→ Work request
Restate the listing word for word; omit the images.
↓
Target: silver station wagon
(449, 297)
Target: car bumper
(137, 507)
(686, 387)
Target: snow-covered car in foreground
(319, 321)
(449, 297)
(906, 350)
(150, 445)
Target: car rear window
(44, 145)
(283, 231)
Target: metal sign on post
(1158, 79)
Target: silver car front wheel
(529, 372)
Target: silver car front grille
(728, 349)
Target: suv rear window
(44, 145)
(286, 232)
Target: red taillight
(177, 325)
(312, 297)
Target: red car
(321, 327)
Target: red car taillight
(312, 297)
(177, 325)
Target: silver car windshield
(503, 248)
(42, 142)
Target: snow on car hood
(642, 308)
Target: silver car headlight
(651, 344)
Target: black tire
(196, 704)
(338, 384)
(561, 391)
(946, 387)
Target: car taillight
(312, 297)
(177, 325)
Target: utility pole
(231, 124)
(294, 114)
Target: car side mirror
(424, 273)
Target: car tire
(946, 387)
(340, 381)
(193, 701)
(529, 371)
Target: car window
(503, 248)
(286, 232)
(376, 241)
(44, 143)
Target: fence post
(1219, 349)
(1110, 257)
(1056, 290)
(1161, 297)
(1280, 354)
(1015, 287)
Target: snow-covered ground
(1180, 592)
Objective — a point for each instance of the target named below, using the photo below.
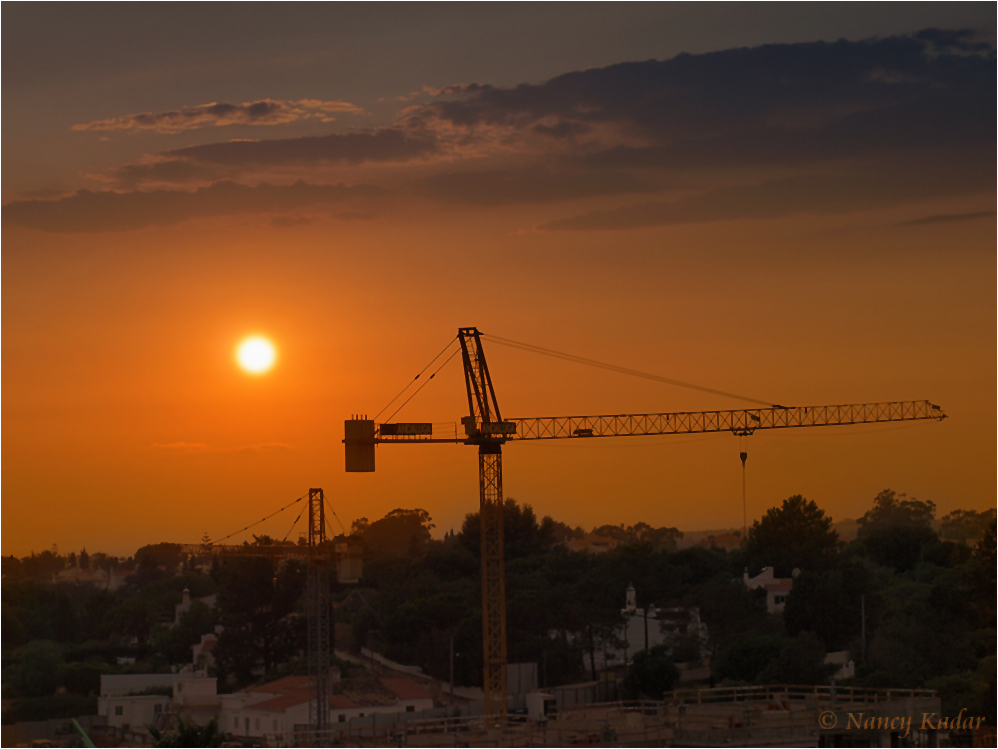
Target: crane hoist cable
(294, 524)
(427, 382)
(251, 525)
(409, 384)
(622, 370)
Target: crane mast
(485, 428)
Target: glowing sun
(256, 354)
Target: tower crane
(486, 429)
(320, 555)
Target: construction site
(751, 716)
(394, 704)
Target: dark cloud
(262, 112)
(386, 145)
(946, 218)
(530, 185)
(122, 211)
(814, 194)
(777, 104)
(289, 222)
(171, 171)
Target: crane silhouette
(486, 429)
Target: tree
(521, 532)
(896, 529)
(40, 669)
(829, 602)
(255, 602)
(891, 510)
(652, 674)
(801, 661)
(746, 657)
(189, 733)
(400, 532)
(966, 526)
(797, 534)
↑
→ Finished exercise
Target: silver station wagon
(449, 297)
Target: car bumper
(137, 507)
(686, 387)
Target: snow-covered car in foreground
(319, 321)
(449, 297)
(906, 350)
(150, 445)
Target: car rear window
(44, 145)
(283, 231)
Target: metal sign on post
(1158, 79)
Target: silver car front wheel
(529, 372)
Target: silver car front grille
(728, 349)
Target: suv rear window
(44, 145)
(286, 232)
Target: red taillight
(177, 325)
(312, 297)
Target: red car
(321, 327)
Target: red car taillight
(312, 297)
(177, 325)
Target: silver car windshield
(503, 248)
(42, 142)
Target: snow on car hood
(642, 308)
Target: silver car headlight
(651, 344)
Target: black tire
(196, 704)
(338, 384)
(561, 391)
(946, 387)
Target: car taillight
(312, 297)
(177, 325)
Target: utility pole
(231, 124)
(294, 114)
Target: car side mirror
(424, 273)
Target: car tire
(946, 387)
(340, 381)
(193, 701)
(529, 371)
Target: car window
(503, 248)
(286, 232)
(376, 241)
(44, 143)
Target: fence post
(1219, 349)
(1110, 257)
(1056, 290)
(1161, 297)
(1280, 354)
(1015, 287)
Target: snow-covered ground
(1180, 592)
Objective — a point for each instance of the target named below, using the photo below.
Target: crane hoist cable
(294, 524)
(427, 382)
(251, 525)
(409, 384)
(622, 370)
Target: crane mast
(485, 428)
Target: glowing sun
(256, 354)
Target: tower crane
(486, 429)
(320, 555)
Target: construction site
(751, 716)
(394, 704)
Target: dark cloud
(262, 112)
(386, 145)
(946, 218)
(530, 185)
(122, 211)
(814, 194)
(777, 104)
(289, 222)
(171, 171)
Target: crane silhouette
(486, 429)
Target: tree
(521, 532)
(896, 529)
(40, 669)
(829, 602)
(255, 602)
(891, 510)
(652, 674)
(801, 661)
(746, 657)
(189, 733)
(400, 532)
(966, 526)
(797, 534)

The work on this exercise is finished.